Brief 1
Answer these questions from the article on Iran's nuclear program:
(a) How long did John Kerry tell the Senate Foreign Relations Committee it would take Iran to produce enough fissile material for a nuclear weapon?
(b) In which years did Binyamin Netanyahu speak to the United Nations about this?
(c) In which city did world powers gather to talk about a new agreement?
Brief 2
List every problem that the article on Iran's nuclear program says hit and slowed the Iranian nuclear program.
Brief 3
Carry on the article on Iran's nuclear program, starting after its final paragraph.
### Page extract ###
The United States has belatedly awakened to the fact that Tehran is ignoring its policies and moving ahead with nuclear development – as Israel predicted more than a decade ago.
U.S. Secretary of State John Kerry told the Senate Foreign Relations Committee on Tuesday it would take Iran just two months to produce enough fissile material to produce a nuclear weapon of mass destruction.
Israeli Prime Minister Binyamin Netanyahu made the same statement – in fact he warned it would take less time, unless actions were taken to slow or stop the process – in speeches to the United Nations in 2012 and in 2013.
Over the years, the Iranian nuclear program was hit with numerous mysterious problems that slowed down the process, including destructive viruses, assassinated nuclear physicists, and broken components, all of which were generally blamed on Israel.
Netanyahu’s predecessors in office have also warned the international community that Iran has been marching ahead with its nuclear development program. That has continued apace regardless of United Nations sanctions, diplomatic efforts, negotiations and any other attempts to slow down its drive to create nuclear weaponry.
This time as world powers gathered in Vienna to talk about working on a new agreement to slow down Iranian activity on its nuclear program in exchange for relief from international sanctions, Kerry was warning American lawmakers that time is up.
### Entries supplied ###
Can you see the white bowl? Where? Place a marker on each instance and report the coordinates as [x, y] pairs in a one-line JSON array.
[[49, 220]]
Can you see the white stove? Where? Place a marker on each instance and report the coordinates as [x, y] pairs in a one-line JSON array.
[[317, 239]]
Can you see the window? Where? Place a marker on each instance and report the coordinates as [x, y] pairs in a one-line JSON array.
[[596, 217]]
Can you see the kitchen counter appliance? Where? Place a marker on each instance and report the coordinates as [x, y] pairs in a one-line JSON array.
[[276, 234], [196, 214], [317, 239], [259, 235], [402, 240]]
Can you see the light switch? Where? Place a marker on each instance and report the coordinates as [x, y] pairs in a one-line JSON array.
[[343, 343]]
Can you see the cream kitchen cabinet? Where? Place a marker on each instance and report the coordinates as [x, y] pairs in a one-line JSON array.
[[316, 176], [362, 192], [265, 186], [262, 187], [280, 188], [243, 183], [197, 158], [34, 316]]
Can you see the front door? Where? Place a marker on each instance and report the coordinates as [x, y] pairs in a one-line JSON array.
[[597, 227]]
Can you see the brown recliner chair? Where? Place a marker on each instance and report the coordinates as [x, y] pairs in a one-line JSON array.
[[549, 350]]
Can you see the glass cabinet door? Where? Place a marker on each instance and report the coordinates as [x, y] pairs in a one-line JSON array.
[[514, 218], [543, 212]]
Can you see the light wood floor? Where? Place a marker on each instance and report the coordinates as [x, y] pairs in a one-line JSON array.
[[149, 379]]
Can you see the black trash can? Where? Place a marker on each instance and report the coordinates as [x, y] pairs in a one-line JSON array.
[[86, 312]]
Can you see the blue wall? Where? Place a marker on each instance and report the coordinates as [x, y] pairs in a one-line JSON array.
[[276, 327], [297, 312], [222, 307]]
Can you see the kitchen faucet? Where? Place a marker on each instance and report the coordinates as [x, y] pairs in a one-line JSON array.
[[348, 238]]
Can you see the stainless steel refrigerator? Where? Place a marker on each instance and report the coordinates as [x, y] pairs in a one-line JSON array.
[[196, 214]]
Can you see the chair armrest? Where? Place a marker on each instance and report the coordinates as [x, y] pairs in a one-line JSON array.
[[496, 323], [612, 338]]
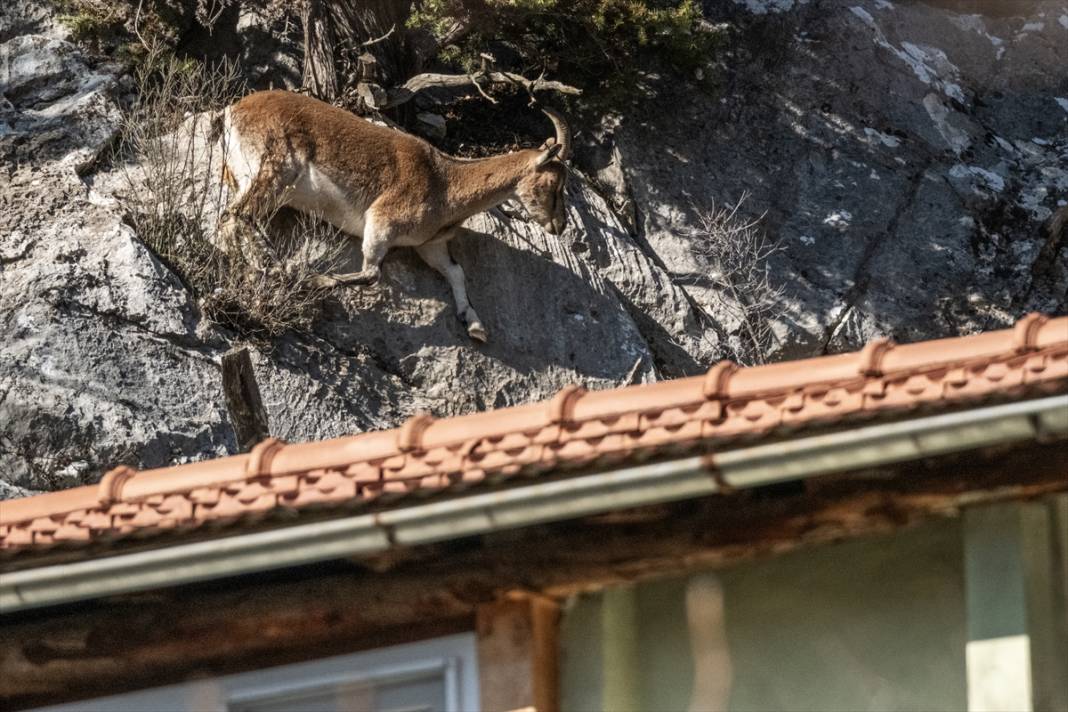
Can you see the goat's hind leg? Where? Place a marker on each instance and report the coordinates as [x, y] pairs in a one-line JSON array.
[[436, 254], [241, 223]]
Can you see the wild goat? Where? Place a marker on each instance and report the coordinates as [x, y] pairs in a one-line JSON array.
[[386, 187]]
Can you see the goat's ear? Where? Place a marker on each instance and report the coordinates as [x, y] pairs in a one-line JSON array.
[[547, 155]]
###
### Entries supplied ###
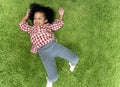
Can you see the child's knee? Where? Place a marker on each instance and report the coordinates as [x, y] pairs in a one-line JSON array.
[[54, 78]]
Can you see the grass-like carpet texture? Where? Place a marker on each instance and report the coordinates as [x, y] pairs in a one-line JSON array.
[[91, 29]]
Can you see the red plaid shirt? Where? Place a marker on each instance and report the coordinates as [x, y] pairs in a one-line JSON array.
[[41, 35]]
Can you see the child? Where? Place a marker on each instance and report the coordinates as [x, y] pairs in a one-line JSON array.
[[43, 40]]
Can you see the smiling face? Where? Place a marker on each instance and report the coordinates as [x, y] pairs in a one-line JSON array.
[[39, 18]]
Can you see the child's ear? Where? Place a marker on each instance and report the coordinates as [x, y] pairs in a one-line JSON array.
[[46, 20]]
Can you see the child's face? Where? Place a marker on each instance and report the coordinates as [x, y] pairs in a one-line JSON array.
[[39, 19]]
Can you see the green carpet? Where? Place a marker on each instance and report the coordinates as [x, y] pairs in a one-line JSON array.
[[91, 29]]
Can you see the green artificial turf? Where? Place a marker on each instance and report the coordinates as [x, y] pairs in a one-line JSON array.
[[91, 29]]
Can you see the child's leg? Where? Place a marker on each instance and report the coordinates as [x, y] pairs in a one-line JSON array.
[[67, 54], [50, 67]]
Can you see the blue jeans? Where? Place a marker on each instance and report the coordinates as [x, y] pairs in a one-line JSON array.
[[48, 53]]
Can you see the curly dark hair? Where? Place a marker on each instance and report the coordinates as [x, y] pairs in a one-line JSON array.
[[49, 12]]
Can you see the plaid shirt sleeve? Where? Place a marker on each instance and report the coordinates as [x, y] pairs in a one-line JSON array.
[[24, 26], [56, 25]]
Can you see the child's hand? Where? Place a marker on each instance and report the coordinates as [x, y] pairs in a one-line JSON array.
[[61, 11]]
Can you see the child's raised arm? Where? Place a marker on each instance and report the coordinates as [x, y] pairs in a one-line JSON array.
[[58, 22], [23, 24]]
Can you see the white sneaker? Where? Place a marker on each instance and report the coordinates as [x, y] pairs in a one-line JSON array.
###
Exercise response 1
(a) Two months.
(b) 2012 and 2013.
(c) Vienna.

Exercise response 2
- Destructive viruses
- Assassinated nuclear physicists
- Broken components

Exercise response 3
The best the world can hope for is to get the Iranians to increase the “breakout” window from two months to half a year, maybe a year.
“I think it’s public knowledge today that we’re operating with a time period for a so-called breakout of about two months. Six months to 12 months is… I’m not saying that’s what we’d settle for, but even that is significantly more [time],” he said, according to Reuters.
Still, Kerry claimed Iran only has enough so far for “just one bomb’s worth, conceivably, of material, but without any necessary capacity to put it in anything, to deliver it, to have any mechanism to do so.”
However, a recent shipment of sophisticated missiles and a missile launcher sent by Iran to the Hezbollah terrorist organization in Syria proves that may not be the case. The missiles were of a new, advanced design built with a warhead capable of carrying a much heavier payload – possibly one that could carry nuclear material.
The trucks that were carrying the missiles and the launcher to a Hezbollah base were destroyed in an air strike that left four Hezbollah terrorists.